Compiti da svolgere:
a. Secondo il testo sulla Space Economy, con quale evento inizia formalmente l'era spaziale?
b. Riporta il passo del testo sulla Space Economy che parte da "Il Belpaese nello" e arriva fino a "impiegate sulla Terra.", rinominando "segmenti" in "settori".
c. Scrivi il seguito del testo sulla Space Economy, a partire dall'ultima frase riportata.

Il Belpaese nello Spazio
La Space Economy (SE) o Space-based Economy (in italiano Economia dello spazio o Economia spaziale) è il nome del comparto produttivo e finanziario orientato alla creazione e all’impiego di servizi e risorse nell’ambito dello spazio extra-atmosferico. Più precisamente, possiamo distinguere i segmenti upstream e downstream, ovvero da una parte la creazione di infrastrutture spaziali, satelliti, stazioni spaziali fino alle future basi collocate sulla Luna o su pianeti rocciosi del sistema solare; dall’altra lo sfruttamento dei benefici che conseguono dai dati raccolti nello Spazio e dalle risorse fisiche prelevate per essere trasformate e impiegate sulla Terra.
Dalla “Old” Space Economy alla New Space Economy
L’origine della Space Economy (SE) coincide con la cosiddetta “era spaziale” iniziata formalmente con il lancio del satellite sovietico Sputnik 1 il 4 ottobre 1957. Da quell’anno, fino al 1999, la SE ha ruotato principalmente attorno alle missioni d’esplorazione scientifica, alle stazioni spaziali e alla messa in orbita di satelliti scientifici e commerciali. L’indotto principale è stato (e continua ad essere, almeno nel breve termine) quello per cui molte delle tecnologie prodotte per l’impiego extra-atmosferico trovano rapidamente un utilizzo anche in comparti economici e attività pratiche più tradizionali. Dai primi anni 2000, con l’emergere di aziende private e startup come la Blue Origin di Jeff Bezos specializzata nella costruzione di lanciatori riutilizzabili e capsule spaziali, e l’ormai celeberrima SpaceX di Elon Musk, caratterizzate da profili aziendali orientati alle attività extra-atmosferiche indipendenti dagli enti spaziali degli stati a cui appartengono. Questa nuova fase prende il nome di New Space Economy ed estende i campi d’interesse della SE: dall’estrazione mineraria sugli asteroidi, per cui la Nasa stima a 700 quintilioni – miliardi di miliardi – di dollari il valore dei minerali presenti nella fascia tra Marte e Giove, al turismo spaziale, e all’inumazione spaziale a cui verosimilmente assisteremo nel medio-lungo termine.

Estratto dei dati:
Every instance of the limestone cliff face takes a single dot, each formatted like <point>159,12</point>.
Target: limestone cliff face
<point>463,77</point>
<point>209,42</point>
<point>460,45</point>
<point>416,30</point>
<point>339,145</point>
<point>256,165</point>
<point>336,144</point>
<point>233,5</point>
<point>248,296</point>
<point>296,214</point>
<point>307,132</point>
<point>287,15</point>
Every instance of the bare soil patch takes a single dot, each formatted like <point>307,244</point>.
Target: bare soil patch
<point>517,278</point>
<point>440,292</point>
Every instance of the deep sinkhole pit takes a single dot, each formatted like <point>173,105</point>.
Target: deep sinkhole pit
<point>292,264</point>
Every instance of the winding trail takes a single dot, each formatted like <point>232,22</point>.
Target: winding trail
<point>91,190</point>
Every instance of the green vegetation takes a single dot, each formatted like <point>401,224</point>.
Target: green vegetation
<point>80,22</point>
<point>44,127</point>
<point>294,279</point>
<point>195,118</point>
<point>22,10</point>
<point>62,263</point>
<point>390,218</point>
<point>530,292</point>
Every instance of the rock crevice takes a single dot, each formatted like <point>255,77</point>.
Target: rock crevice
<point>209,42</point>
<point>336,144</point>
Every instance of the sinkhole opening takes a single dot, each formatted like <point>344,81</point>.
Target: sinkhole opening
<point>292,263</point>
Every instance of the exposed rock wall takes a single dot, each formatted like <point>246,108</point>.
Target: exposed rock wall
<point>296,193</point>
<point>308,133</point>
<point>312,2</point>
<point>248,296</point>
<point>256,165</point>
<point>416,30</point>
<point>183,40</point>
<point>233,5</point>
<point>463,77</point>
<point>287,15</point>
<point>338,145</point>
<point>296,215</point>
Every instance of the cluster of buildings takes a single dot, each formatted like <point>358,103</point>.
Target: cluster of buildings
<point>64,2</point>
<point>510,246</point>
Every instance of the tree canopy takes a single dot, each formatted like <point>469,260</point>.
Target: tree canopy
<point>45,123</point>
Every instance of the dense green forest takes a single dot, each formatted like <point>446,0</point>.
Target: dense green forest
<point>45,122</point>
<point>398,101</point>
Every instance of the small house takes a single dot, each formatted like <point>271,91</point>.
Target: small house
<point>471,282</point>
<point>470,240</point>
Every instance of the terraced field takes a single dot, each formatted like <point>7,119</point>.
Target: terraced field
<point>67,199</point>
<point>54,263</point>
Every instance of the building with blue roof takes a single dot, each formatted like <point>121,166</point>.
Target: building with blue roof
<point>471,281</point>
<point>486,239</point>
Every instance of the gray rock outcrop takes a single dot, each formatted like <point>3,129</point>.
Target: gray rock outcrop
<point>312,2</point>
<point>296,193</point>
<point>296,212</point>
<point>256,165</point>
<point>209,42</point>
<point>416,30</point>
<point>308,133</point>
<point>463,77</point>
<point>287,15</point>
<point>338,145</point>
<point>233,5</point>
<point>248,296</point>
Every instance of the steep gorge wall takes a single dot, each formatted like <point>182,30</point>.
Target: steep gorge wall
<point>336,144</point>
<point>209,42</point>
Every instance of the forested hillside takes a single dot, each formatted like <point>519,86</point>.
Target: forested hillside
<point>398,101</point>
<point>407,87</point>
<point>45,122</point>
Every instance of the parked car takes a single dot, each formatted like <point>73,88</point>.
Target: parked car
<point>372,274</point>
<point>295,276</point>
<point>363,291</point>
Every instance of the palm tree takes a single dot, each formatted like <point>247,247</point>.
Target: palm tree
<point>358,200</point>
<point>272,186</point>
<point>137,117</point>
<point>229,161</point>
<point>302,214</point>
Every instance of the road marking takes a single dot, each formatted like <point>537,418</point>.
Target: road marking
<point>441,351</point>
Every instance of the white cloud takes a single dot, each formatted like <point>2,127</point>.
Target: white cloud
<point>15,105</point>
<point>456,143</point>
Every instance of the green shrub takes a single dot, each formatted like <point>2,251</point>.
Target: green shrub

Risposte ai compiti:
a. Con il lancio del satellite sovietico Sputnik 1, il 4 ottobre 1957.

b.
Il Belpaese nello Spazio
La Space Economy (SE) o Space-based Economy (in italiano Economia dello spazio o Economia spaziale) è il nome del comparto produttivo e finanziario orientato alla creazione e all’impiego di servizi e risorse nell’ambito dello spazio extra-atmosferico. Più precisamente, possiamo distinguere i settori upstream e downstream, ovvero da una parte la creazione di infrastrutture spaziali, satelliti, stazioni spaziali fino alle future basi collocate sulla Luna o su pianeti rocciosi del sistema solare; dall’altra lo sfruttamento dei benefici che conseguono dai dati raccolti nello Spazio e dalle risorse fisiche prelevate per essere trasformate e impiegate sulla Terra.

c.
Anche in questa fase un ruolo importante è comunque interpretato dagli enti spaziali statali, prima tra tutti la Nasa, ma anche da agenzie come l’Agenzia Nazionale Cinese per lo Spazio Cnsa, l’Agenzia Spaziale Giapponese Jaxa, l’Organizzazione Indiana per le Ricerche Spaziali e l’Agenzia Spaziale Europea Esa che comprende anche l’italiana Asi (Agenzia Spaziale Italiana), supportata da gruppi privati come Leonardo e Avio e da istituti di ricerca.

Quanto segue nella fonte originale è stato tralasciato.